[Region pointing data]
********

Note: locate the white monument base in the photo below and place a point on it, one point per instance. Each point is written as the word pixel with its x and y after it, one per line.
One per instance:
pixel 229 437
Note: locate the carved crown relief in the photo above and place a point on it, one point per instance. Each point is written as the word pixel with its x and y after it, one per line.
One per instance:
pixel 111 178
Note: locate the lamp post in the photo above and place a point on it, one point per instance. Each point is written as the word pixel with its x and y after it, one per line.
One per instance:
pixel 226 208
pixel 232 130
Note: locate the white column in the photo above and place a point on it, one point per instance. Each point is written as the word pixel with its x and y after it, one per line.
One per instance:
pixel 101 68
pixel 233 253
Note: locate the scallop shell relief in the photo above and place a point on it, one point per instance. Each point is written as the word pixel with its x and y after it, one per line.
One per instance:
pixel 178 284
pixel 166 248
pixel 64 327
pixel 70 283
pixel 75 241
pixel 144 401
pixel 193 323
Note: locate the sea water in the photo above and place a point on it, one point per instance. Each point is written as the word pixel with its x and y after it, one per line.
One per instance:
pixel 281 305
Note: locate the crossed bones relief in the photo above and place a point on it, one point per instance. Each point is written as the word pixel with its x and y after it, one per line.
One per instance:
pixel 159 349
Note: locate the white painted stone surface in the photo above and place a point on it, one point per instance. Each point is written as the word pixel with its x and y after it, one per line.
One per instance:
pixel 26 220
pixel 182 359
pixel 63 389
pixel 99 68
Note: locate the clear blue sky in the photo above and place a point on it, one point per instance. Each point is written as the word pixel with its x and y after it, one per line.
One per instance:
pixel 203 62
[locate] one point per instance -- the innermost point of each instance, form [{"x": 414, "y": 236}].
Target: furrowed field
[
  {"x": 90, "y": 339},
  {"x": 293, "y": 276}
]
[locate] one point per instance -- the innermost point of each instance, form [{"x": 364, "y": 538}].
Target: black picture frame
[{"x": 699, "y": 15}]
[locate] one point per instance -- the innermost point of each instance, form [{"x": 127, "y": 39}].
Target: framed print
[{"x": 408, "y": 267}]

********

- THE PROBLEM
List, from the entries above, every line in which the word "innermost" shows up.

- EXERCISE RESPONSE
[locate] one point per instance -- the innermost point of each instance, form [{"x": 414, "y": 236}].
[locate] one point per instance -- the innermost point of each instance, form [{"x": 364, "y": 538}].
[locate] one point per instance -- the innermost point of each instance, form [{"x": 127, "y": 39}].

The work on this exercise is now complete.